Exercise data:
········

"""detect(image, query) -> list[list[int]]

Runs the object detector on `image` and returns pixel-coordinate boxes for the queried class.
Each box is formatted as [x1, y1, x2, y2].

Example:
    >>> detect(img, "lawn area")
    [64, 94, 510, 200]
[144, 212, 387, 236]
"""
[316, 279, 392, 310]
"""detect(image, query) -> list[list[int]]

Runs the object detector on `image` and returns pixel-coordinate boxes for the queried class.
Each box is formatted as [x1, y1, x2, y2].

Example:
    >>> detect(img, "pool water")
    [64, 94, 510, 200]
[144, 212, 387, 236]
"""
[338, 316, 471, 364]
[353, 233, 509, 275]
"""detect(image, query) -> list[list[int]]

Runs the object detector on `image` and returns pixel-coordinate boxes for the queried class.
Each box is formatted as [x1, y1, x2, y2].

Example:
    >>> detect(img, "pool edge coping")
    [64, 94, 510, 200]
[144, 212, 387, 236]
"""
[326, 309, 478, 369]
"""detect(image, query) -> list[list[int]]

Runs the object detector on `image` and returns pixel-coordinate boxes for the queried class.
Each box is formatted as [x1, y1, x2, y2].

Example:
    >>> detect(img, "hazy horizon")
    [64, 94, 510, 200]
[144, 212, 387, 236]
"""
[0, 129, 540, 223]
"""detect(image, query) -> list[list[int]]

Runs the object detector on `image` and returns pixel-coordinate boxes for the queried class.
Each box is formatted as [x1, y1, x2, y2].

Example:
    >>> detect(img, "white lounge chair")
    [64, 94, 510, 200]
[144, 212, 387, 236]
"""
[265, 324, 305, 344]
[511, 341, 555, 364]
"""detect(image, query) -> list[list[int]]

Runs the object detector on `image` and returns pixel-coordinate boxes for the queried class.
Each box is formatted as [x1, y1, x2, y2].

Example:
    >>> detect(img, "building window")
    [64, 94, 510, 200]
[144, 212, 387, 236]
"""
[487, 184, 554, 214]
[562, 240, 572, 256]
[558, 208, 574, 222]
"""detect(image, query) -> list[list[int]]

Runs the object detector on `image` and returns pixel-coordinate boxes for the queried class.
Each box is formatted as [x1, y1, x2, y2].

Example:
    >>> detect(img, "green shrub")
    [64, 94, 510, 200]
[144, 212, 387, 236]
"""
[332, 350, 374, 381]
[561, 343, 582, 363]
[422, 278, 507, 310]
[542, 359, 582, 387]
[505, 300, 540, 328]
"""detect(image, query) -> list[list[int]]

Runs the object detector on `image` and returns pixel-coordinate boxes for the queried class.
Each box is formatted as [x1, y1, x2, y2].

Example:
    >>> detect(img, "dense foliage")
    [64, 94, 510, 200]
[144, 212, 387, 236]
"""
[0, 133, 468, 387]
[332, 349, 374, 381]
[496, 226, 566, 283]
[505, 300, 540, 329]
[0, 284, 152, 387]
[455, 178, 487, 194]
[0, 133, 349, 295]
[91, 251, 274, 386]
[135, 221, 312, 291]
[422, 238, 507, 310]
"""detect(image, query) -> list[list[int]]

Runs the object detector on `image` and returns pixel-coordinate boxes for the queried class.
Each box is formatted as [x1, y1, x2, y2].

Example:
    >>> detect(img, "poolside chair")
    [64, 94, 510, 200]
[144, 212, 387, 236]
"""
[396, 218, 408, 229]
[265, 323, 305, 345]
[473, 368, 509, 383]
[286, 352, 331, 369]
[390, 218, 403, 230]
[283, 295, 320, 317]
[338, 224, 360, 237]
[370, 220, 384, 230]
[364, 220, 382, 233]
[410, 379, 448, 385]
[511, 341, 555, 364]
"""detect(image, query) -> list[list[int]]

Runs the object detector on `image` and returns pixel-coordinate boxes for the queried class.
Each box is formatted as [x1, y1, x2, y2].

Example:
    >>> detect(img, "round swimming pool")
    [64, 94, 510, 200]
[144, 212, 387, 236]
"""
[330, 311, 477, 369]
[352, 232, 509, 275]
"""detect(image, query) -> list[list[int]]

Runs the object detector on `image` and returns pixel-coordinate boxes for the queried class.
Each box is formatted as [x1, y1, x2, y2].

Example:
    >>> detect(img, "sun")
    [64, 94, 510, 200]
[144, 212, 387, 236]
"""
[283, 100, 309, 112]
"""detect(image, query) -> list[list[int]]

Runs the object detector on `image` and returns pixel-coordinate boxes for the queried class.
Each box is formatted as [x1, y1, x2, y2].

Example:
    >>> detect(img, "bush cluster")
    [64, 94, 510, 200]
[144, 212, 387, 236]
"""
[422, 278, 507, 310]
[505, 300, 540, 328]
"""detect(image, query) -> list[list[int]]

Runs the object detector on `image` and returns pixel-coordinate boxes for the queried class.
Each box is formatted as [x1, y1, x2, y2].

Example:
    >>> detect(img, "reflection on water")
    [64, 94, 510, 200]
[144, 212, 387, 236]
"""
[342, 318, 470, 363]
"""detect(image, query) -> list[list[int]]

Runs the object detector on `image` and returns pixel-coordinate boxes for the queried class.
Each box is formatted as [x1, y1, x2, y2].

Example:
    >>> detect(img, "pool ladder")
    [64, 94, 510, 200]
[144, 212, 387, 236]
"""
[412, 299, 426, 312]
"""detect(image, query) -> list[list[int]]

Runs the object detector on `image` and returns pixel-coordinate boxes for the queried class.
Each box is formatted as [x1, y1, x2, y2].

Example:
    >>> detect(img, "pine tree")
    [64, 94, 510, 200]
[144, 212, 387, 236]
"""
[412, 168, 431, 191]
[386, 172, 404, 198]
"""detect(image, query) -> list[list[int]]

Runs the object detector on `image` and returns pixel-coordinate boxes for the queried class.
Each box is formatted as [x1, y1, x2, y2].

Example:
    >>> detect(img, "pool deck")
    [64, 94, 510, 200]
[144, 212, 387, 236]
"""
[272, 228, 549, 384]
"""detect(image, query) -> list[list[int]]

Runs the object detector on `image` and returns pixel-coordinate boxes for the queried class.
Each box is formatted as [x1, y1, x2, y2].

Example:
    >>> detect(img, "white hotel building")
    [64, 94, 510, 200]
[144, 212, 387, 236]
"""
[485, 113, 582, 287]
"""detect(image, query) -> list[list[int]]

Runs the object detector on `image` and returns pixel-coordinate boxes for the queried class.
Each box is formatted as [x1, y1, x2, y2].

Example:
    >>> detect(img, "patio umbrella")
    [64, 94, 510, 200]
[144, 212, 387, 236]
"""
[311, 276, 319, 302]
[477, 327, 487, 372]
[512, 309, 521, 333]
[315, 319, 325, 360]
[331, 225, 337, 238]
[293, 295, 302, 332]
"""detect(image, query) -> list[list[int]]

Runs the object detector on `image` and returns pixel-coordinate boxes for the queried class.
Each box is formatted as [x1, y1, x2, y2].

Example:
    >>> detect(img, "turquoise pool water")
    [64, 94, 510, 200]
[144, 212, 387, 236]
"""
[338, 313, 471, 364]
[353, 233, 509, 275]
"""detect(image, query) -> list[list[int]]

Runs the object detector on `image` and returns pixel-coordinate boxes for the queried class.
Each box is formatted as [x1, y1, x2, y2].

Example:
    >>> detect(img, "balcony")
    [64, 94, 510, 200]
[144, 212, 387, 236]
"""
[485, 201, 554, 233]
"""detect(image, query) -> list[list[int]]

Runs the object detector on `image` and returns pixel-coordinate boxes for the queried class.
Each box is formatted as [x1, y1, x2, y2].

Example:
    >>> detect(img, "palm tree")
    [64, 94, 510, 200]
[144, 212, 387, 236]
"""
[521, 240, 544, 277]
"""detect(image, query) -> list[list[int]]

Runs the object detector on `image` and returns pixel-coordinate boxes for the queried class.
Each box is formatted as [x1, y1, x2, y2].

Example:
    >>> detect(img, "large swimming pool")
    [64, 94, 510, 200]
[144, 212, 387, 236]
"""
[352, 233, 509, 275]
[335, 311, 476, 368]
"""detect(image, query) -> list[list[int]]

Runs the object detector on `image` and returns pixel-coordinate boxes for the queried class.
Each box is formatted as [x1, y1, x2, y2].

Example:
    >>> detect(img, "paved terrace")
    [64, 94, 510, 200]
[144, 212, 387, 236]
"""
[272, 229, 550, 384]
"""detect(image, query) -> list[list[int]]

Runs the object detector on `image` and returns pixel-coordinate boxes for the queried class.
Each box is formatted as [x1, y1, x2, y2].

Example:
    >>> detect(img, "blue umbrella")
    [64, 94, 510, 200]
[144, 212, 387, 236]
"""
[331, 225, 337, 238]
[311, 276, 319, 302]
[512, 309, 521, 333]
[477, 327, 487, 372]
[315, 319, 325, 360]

········

Report every line of the data above that contains the string "umbrella", matching case exactly.

Complete output:
    >>> detect(img, "patio umbrella")
    >>> detect(img, "blue umbrella")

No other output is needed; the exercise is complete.